ABOUT THIS EXERCISE:
Search the records for the word "globe" and pick out every line that has it.

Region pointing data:
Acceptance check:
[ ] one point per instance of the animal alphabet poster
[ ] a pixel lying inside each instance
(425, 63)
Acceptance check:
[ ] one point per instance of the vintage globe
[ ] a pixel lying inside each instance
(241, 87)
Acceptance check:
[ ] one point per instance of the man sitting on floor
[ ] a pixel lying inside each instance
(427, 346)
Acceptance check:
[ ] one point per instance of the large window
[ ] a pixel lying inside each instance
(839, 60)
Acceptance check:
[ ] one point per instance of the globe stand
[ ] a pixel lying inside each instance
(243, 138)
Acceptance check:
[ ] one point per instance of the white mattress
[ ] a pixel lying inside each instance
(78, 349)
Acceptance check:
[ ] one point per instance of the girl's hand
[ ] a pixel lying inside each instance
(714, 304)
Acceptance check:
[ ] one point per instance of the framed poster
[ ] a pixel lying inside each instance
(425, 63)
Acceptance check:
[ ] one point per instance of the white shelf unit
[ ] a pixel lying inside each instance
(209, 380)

SOLUTION TO THIS TASK:
[ ] one point per instance of the vintage globe
[ ] one point per instance of the globe stand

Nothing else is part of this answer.